*Written instruction 1*: In the weight-loss account, how many pounds did the writer weigh when stepping on the scale a week before Laura's visit?
*Written instruction 2*: Switch "Texas" to "Arizona" in the weight-loss account, then write out the passage starting at "Exactly two years" and ending at "that much either.".
*Written instruction 3*: Resume the weight-loss account from its final sentence and keep writing.

*Text section*:
start

Exactly two years ago I was weighing in at almost 170 pounds. I was wearing a size 12 in women’s clothing. The most exercise I got every day was going up and down the stairs of the apartment we lived in, and walking two miles to pick my son, Jack, up from his elementary school. It was one mile there and one mile back. That doesn’t really sound like much if you are used to walking a lot. But when you have to do that in a Texas April and May, that’s actually not a lot of fun. In April we usually are hitting temperatures in the 80’s and in May, they can reach 99 easy. With humidity being anywhere from 30-50% it’s a nightmare. It was hard and I hated every minute of the walk. I didn’t manage to lose weight but I didn’t gain that much either.

My personality was a little different as well. I didn’t say “I can” a lot. There were things I knew I could do but some of the hard things, like committing to losing weight or changing how I saw myself, well, I would tell myself “I can’t”. The problem was one of I wanted to change but I didn’t believe I could. I always had hope, and in some small aspect I knew I could do it, but I just couldn’t motivate myself to do so. I didn’t know how to even begin. The few times I even tried, I’d just get discouraged. So what changed?

For one, we moved into a two-story house in a good neighborhood in April of last year. The move itself caused me to begin losing weight, although I never noticed until November. A week before my best friend, Laura, came down from Chicago for a visit I noticed my clothes were a little loose. So, I stepped on the scale for the first time in a year. I was 148 pounds. That was just from walking up and down the stairs every day with laundry or to go to my room, bathroom, etc. I couldn’t get into a size 10 but it gave me a little hope. I was still out of breath when going up and down the stairs. Then the weekend before Thanksgiving my dad passed away. Even though I knew it was coming, it still threw me for a loop. I grieved (some days I still struggle with it) and I fought letting that grief become depression. By December, I had actually lost more weight and I could now see a difference. I felt better and I had more energy. It gave me hope.

end

Saved data entries:
start

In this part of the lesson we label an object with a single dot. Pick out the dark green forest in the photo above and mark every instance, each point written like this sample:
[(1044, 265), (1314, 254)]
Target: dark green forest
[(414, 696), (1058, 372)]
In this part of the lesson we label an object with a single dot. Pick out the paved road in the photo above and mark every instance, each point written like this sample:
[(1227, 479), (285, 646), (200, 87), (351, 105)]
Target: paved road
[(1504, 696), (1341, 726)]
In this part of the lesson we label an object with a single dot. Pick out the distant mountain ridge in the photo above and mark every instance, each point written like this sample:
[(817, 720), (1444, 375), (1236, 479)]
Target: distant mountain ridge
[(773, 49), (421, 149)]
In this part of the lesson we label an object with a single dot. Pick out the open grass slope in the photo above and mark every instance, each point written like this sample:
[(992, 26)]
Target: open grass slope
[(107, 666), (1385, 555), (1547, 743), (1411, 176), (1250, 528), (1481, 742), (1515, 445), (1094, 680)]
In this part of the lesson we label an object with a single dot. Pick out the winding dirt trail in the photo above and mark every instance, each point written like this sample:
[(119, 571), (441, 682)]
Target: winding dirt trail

end

*Exercise response 1*: 148 pounds.

*Exercise response 2*:
Exactly two years ago I was weighing in at almost 170 pounds. I was wearing a size 12 in women’s clothing. The most exercise I got every day was going up and down the stairs of the apartment we lived in, and walking two miles to pick my son, Jack, up from his elementary school. It was one mile there and one mile back. That doesn’t really sound like much if you are used to walking a lot. But when you have to do that in a Arizona April and May, that’s actually not a lot of fun. In April we usually are hitting temperatures in the 80’s and in May, they can reach 99 easy. With humidity being anywhere from 30-50% it’s a nightmare. It was hard and I hated every minute of the walk. I didn’t manage to lose weight but I didn’t gain that much either.

*Exercise response 3*:
I started watching how much I was eating and what I was eating. I stopped drinking sodas. Laura sent me an email about The Color Run and I began thinking about doing it. The more I thought about it, the more I wanted to do it. I was going to do it. I started planning. I emailed Laura and told her I would do it and I started thinking about how to accomplish it. I was so out of shape. On January 1, 2014 I weighed in at 137 pounds. That was a full 30 pounds difference in 8 months. I was encouraged. That same day I began my plan. I started walking around our neighborhood. I walked as fast as I could and I didn’t let myself slow down. By the time I got home I was completely out of breath and by the next day my legs and feet hurt pretty bad. Despite the pain I got up the next day and did it again. And again. And again. I kept going. Every day I could I walked around the neighborhood. Every day I watched what I ate and drank. I began drinking, and craving, water. I then added ankle weights of 1.5 pounds each when the walking became easier. I started hurting again. During all of this I was also doing squats, push-ups, and leg lifts.

There has not been a single day since I began that I have not hurt. Every part of my body aches and screams at me in pain. But I wake up every day and I get up and do it all again. The pain isn’t so bad anymore until I raise the bar, and then it starts all over again. However, I am getting stronger. My legs can take more pain now. I am breathing easier and sleeping better at night. I used to have migraines often, but I haven’t had one in a month. I started running,and now I don’t even feel the pain when I run. It completely disappears. I even conquered the incline that kicks my butt. The problem with that, though, is that every time I raise the bar I have to conquer The Hill. Yesterday, I raised the bar.

I’ve been doing intervals of run 2 minutes, walk 1.5 minutes. Yesterday, I ran 2 minutes, walked 1 minute. You might think that’s nothing but you should try doing it when you have to re-train your body to physical activity. I made it to The Hill but before I got there I changed my plan a little. Instead of walking for 1 minute before I got to The Hill, I walked for 1.5 minutes then I ran my 2 minutes up The Hill. I even thought of just continuing to do my 1.5 minute walks in between running but I didn’t. I continued doing my run 2, walk 1 plan. I couldn’t get past my house, though. Not yesterday. But that was okay. I pushed myself as far as I could and I succeeded. And then I took some Ibuprofen and tried not to cry hours later when the pain hit.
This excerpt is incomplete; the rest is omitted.